— begin —

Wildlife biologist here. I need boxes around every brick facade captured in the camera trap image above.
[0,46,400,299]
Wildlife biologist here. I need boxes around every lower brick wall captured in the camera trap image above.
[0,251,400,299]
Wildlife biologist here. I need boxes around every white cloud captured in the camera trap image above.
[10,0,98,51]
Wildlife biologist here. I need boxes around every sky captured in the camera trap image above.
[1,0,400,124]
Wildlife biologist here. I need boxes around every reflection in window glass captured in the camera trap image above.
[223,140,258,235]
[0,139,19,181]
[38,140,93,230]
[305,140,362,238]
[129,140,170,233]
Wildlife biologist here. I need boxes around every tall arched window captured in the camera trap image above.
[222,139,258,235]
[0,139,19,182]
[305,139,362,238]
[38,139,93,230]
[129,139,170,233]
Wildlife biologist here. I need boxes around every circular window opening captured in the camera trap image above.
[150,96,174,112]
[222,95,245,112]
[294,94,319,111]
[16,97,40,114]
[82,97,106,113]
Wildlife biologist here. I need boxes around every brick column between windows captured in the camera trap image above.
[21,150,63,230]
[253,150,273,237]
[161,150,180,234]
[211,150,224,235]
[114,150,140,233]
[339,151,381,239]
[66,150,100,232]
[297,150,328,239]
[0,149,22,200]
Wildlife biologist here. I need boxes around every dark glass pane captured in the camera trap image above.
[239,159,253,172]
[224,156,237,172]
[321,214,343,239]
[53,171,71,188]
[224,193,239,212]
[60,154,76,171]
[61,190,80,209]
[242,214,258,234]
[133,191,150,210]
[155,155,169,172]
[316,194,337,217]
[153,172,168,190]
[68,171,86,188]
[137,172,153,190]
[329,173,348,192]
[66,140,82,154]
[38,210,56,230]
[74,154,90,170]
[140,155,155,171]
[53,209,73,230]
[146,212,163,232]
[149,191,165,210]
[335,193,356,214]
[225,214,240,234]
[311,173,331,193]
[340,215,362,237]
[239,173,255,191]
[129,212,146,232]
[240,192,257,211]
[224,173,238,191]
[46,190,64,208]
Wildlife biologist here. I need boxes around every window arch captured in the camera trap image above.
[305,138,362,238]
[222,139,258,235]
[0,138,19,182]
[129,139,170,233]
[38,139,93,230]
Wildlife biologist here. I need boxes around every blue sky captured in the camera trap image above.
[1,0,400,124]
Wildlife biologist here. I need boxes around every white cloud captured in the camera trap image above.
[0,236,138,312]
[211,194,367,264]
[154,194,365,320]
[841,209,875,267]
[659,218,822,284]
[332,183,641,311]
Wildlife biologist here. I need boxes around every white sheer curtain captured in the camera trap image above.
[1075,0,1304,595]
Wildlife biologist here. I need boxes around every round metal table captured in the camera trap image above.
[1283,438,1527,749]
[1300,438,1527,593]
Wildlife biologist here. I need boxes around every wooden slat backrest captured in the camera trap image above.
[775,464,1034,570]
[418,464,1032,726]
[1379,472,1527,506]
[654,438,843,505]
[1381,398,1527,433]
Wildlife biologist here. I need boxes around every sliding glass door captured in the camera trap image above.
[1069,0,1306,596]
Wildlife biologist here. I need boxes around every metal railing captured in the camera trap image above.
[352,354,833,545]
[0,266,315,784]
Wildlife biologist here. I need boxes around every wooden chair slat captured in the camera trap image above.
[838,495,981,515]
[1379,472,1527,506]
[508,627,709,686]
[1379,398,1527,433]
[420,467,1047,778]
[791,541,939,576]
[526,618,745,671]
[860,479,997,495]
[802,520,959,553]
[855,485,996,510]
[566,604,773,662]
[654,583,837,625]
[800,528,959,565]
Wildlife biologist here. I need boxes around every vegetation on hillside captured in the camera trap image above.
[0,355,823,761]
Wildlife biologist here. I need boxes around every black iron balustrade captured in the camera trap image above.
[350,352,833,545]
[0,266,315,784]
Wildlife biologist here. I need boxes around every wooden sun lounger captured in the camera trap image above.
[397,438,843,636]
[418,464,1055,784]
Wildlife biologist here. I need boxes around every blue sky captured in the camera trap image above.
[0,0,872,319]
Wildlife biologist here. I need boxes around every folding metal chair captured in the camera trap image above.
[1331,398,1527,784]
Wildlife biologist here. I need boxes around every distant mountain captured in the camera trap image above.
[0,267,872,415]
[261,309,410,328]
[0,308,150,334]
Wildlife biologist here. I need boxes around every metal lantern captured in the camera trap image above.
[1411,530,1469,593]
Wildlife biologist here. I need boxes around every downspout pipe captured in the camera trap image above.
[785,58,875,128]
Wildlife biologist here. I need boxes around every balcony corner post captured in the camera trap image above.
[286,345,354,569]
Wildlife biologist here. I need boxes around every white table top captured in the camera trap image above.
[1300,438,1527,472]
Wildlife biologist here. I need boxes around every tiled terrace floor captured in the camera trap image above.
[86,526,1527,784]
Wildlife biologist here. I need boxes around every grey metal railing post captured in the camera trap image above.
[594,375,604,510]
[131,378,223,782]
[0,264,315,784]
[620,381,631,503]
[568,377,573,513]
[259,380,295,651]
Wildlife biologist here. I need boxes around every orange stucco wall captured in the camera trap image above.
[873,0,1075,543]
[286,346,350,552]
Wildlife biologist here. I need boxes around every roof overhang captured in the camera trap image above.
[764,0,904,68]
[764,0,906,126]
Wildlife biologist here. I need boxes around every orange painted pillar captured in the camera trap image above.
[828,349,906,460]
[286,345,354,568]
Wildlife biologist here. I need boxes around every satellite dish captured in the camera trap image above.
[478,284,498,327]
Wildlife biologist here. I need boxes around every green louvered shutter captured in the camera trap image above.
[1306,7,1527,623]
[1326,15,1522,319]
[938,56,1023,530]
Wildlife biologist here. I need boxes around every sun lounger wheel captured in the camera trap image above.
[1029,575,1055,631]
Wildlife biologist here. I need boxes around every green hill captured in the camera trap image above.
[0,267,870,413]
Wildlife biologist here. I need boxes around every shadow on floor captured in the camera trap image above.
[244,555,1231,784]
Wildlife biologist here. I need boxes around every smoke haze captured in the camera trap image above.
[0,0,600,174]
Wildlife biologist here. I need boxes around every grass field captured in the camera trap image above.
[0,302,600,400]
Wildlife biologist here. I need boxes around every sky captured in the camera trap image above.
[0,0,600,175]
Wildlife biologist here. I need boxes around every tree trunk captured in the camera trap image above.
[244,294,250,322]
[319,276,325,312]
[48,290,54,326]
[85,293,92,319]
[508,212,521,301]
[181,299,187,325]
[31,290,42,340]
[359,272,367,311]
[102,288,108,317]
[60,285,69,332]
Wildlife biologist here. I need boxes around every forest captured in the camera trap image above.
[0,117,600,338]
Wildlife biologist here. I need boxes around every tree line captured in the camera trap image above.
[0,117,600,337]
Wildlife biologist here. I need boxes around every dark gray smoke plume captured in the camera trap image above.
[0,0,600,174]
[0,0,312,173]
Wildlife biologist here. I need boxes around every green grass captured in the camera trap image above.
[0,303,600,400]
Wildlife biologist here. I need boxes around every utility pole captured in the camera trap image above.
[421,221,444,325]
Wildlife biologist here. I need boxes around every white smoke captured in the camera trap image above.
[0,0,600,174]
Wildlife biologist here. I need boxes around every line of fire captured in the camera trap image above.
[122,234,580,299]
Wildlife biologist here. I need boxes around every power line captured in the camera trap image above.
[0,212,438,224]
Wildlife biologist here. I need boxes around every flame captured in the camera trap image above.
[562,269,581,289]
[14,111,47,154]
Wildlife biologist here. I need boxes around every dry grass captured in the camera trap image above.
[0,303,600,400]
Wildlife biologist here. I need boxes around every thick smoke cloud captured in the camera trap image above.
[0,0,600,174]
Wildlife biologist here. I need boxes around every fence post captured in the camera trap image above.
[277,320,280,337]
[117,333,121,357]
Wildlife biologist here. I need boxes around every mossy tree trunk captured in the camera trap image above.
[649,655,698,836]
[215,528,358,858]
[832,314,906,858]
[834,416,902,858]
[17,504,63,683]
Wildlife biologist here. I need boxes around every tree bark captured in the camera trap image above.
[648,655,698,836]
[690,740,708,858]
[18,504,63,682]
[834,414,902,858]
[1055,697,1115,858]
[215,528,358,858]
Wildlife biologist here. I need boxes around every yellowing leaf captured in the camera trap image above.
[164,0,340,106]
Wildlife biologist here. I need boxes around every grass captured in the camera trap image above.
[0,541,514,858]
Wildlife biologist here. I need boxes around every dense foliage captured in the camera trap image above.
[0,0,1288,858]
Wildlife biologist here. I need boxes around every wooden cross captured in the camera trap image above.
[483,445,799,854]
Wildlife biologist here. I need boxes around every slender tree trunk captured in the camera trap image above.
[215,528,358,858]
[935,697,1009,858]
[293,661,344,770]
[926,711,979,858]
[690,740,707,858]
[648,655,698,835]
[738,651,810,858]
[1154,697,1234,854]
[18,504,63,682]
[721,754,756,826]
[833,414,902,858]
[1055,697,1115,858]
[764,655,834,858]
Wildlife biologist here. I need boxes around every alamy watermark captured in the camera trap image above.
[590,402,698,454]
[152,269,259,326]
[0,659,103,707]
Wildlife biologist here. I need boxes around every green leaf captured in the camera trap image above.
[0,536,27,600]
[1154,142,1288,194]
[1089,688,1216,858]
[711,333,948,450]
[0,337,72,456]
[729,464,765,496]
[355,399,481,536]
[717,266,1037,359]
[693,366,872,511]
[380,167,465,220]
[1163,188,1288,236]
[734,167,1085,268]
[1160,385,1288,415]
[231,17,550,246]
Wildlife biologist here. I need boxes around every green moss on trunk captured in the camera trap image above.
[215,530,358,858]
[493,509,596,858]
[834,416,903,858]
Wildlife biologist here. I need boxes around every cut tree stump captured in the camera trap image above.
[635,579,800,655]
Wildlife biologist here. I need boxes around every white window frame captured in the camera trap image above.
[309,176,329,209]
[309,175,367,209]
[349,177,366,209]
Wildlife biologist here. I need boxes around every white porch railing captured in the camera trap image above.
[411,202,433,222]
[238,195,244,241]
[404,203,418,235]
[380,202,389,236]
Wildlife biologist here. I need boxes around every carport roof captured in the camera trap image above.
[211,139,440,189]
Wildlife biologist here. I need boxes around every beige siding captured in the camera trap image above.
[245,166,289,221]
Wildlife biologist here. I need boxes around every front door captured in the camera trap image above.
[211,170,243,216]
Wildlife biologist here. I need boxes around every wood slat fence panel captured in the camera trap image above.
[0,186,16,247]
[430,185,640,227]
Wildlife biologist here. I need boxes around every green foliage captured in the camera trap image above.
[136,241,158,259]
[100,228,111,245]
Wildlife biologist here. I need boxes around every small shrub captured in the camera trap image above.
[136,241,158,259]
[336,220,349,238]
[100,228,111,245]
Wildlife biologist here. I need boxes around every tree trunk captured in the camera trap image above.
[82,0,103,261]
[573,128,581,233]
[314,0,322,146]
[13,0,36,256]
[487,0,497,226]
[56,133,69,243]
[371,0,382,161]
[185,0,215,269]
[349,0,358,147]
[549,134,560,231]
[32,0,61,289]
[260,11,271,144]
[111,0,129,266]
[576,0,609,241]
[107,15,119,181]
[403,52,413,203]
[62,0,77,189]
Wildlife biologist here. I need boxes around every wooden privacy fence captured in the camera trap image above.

— end —

Requirement> Rewrite the rows from the very first line through the line holding "[10,0,98,51]", both included, as a JSON list of strings, one string per line, leaving out blank lines.

Response>
[
  "Wildlife biologist here. I need boxes around every brick facade captured in the camera trap image above.",
  "[0,46,400,299]",
  "Wildlife biologist here. I need boxes around every lower brick wall captured in the camera trap image above.",
  "[0,251,400,299]",
  "Wildlife biologist here. I need boxes around every white cloud captured in the camera trap image above.",
  "[10,0,98,51]"
]